Reproduce the listing below line for line, without changing a single character.

(Segmentation labeling entries)
■ ■ ■ ■ ■ ■ ■

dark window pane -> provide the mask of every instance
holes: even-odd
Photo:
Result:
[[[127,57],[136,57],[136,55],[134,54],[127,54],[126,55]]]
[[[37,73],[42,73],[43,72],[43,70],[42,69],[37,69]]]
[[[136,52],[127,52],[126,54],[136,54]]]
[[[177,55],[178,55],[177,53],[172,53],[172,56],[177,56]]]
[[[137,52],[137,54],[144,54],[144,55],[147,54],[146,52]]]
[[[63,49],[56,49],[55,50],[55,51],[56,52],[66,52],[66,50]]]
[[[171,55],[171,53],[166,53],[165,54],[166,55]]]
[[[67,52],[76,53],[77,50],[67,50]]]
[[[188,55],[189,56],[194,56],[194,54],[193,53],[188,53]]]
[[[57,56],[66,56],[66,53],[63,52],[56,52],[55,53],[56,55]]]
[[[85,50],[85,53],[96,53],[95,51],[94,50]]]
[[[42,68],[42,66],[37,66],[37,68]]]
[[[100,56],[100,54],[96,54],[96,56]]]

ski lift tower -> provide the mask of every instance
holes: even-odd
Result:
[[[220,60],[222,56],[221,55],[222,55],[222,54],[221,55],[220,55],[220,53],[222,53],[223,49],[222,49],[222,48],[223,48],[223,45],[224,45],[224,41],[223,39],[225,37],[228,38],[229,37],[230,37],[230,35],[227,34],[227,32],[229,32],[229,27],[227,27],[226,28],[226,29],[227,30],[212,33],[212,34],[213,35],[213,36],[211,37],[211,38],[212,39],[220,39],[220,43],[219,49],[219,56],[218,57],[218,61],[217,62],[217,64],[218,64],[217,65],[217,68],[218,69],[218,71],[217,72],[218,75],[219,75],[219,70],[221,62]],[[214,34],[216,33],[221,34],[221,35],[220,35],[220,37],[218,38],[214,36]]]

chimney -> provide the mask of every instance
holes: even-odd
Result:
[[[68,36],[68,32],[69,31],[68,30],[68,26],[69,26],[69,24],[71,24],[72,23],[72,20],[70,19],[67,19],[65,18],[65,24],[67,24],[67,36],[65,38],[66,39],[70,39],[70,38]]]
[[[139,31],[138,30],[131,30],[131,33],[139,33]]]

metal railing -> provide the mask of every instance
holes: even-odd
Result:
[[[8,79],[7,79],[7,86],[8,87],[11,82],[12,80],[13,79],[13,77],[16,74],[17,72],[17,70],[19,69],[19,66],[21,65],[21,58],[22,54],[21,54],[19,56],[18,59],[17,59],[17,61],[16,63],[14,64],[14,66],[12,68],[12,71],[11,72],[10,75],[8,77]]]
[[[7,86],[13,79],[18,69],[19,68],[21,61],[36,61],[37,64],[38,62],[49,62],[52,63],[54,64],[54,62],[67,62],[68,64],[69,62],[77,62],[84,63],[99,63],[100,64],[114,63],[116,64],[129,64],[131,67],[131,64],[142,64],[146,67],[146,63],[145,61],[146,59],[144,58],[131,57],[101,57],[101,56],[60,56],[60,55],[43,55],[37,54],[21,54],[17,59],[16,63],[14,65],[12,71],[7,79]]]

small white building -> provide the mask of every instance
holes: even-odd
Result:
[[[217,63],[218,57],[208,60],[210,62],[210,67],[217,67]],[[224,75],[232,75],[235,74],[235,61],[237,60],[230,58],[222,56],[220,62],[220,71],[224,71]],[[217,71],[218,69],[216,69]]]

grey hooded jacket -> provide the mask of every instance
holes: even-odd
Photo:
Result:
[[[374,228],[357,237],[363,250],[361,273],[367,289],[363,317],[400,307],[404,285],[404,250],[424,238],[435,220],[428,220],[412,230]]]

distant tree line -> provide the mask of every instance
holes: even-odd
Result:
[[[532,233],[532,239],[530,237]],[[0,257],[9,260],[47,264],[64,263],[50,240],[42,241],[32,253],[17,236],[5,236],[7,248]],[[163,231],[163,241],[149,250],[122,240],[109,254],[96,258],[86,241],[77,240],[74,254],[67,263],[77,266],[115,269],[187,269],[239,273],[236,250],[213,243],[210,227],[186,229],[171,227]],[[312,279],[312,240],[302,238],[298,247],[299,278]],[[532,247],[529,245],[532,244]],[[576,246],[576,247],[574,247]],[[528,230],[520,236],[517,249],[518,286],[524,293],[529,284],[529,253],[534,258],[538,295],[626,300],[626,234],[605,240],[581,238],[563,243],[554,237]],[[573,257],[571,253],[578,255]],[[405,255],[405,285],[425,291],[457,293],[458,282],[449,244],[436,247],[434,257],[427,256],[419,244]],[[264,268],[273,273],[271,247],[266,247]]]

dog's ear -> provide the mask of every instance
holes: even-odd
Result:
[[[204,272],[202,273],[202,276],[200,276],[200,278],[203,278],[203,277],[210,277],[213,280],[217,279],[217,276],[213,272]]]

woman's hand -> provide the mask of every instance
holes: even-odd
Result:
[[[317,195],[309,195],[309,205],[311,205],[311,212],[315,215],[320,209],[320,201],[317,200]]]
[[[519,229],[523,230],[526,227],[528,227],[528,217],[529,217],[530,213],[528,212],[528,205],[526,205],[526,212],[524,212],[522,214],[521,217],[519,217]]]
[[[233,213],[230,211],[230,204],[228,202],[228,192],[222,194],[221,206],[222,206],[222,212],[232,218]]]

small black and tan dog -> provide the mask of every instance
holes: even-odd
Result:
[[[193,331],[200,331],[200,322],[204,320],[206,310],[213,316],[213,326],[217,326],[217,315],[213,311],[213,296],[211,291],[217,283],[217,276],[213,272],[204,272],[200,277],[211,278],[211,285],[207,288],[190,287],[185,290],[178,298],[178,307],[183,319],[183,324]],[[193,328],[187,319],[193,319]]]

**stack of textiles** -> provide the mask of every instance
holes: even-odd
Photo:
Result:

■ ■ ■ ■ ■ ■ ■

» **Exercise result**:
dark window pane -> provide the mask of every instance
holes: even-odd
Photo:
Result:
[[[127,57],[136,57],[136,55],[134,54],[127,54],[126,55]]]
[[[37,73],[42,73],[43,72],[43,70],[42,69],[37,69]]]
[[[136,52],[127,52],[126,54],[136,54]]]
[[[177,55],[178,55],[177,53],[172,53],[172,56],[177,56]]]
[[[137,52],[137,54],[144,54],[144,55],[147,54],[146,52]]]
[[[63,49],[56,49],[55,50],[55,51],[56,52],[66,52],[66,50]]]
[[[171,55],[171,53],[166,53],[165,54],[166,55]]]
[[[67,52],[76,53],[77,50],[67,50]]]
[[[188,55],[189,56],[194,56],[194,54],[193,53],[188,53]]]
[[[57,56],[66,56],[66,53],[63,52],[56,52],[55,53],[56,55]]]
[[[85,50],[85,53],[96,53],[95,51],[94,50]]]
[[[42,68],[42,66],[37,66],[37,68]]]
[[[100,56],[100,54],[96,54],[96,56]]]

ski lift tower -> provide the mask of every instance
holes: even-odd
Result:
[[[220,60],[222,56],[221,55],[222,55],[222,54],[221,55],[220,55],[220,53],[222,53],[223,49],[222,49],[222,48],[223,48],[223,45],[224,45],[224,41],[223,39],[225,37],[228,38],[229,37],[230,37],[230,35],[227,34],[227,32],[229,32],[229,27],[227,27],[226,28],[226,29],[227,30],[212,33],[212,34],[213,35],[213,36],[211,37],[211,38],[212,39],[220,39],[220,43],[219,49],[219,56],[218,57],[218,61],[217,62],[217,64],[218,64],[217,65],[217,68],[218,69],[218,71],[217,72],[218,75],[219,75],[219,70],[221,62]],[[214,34],[216,33],[221,34],[221,35],[220,35],[220,37],[218,38],[214,36]]]

chimney -> provide the mask of every instance
holes: even-odd
Result:
[[[68,36],[68,32],[69,31],[68,30],[68,26],[69,26],[69,24],[71,24],[72,23],[72,20],[70,19],[67,19],[65,18],[65,24],[67,24],[67,36],[65,38],[66,39],[70,39],[70,38]]]
[[[139,31],[138,30],[131,30],[131,33],[139,33]]]

metal railing -> provide the mask of every instance
holes: even-odd
Result:
[[[8,79],[7,79],[7,86],[8,87],[11,82],[12,80],[13,79],[13,77],[16,74],[17,72],[17,70],[19,69],[19,66],[21,65],[21,58],[22,54],[21,54],[19,56],[18,59],[17,59],[17,61],[16,63],[14,64],[14,66],[12,68],[12,71],[11,72],[10,75],[8,77]]]
[[[7,86],[13,79],[18,69],[19,68],[21,61],[36,61],[37,64],[38,62],[49,62],[52,63],[54,64],[54,62],[67,62],[68,64],[69,62],[77,62],[84,63],[99,63],[100,64],[114,63],[116,64],[129,64],[131,67],[131,64],[142,64],[146,67],[146,63],[145,61],[146,59],[144,58],[131,57],[101,57],[101,56],[60,56],[60,55],[43,55],[37,54],[21,54],[17,59],[16,63],[14,65],[12,71],[7,79]]]

small white building -> provide the mask of every instance
holes: even-odd
Result:
[[[217,63],[218,57],[208,60],[210,62],[210,67],[217,67]],[[224,75],[232,75],[235,74],[235,61],[237,60],[230,58],[222,56],[220,62],[220,71],[224,71]],[[217,71],[218,69],[216,69]]]

grey hooded jacket -> provide the mask of every instance
holes: even-odd
Photo:
Result:
[[[374,228],[357,237],[363,250],[361,273],[367,289],[363,317],[400,307],[404,285],[404,250],[424,238],[435,220],[428,220],[412,230]]]

distant tree line -> provide the mask of every instance
holes: even-odd
Result:
[[[532,233],[532,239],[530,237]],[[0,257],[9,260],[47,264],[64,263],[50,240],[42,241],[32,253],[17,236],[5,236],[7,248]],[[163,231],[163,241],[149,250],[122,240],[109,254],[96,258],[86,241],[77,240],[74,254],[67,263],[77,266],[115,269],[187,269],[239,273],[236,250],[213,243],[210,227],[186,229],[171,227]],[[312,279],[312,240],[302,238],[298,247],[299,278]],[[532,247],[529,245],[532,244]],[[576,246],[576,247],[574,247]],[[528,230],[520,236],[517,249],[518,286],[524,293],[529,284],[529,253],[534,258],[538,295],[626,300],[626,234],[605,240],[581,238],[563,243],[554,237]],[[573,257],[571,253],[578,255]],[[405,255],[405,285],[425,291],[457,293],[458,282],[449,244],[436,247],[434,257],[427,256],[419,244]],[[264,268],[273,273],[271,247],[266,247]]]

dog's ear -> provide the mask of every instance
holes: even-odd
Result:
[[[204,272],[202,273],[202,276],[200,276],[200,278],[203,278],[203,277],[210,277],[213,280],[217,279],[217,276],[213,272]]]

woman's hand -> provide the mask of every instance
holes: even-odd
Result:
[[[317,195],[309,195],[309,205],[311,205],[311,212],[315,215],[320,209],[320,201],[317,200]]]
[[[519,229],[523,230],[526,227],[528,227],[528,217],[529,217],[530,213],[528,212],[528,205],[526,205],[526,212],[524,212],[522,214],[521,217],[519,217]]]
[[[233,213],[230,211],[230,204],[228,202],[228,192],[222,194],[221,206],[222,206],[222,212],[232,218]]]

small black and tan dog -> provide the mask of every instance
holes: even-odd
Result:
[[[193,331],[200,331],[200,322],[204,320],[206,310],[213,316],[213,326],[217,326],[217,315],[213,311],[213,296],[211,291],[217,283],[217,276],[213,272],[204,272],[200,277],[211,278],[211,285],[207,288],[190,287],[185,290],[178,298],[178,307],[183,319],[183,324]],[[193,328],[187,319],[193,319]]]

**stack of textiles** -> provide the mask of every instance
holes: even-odd
Photo:
Result:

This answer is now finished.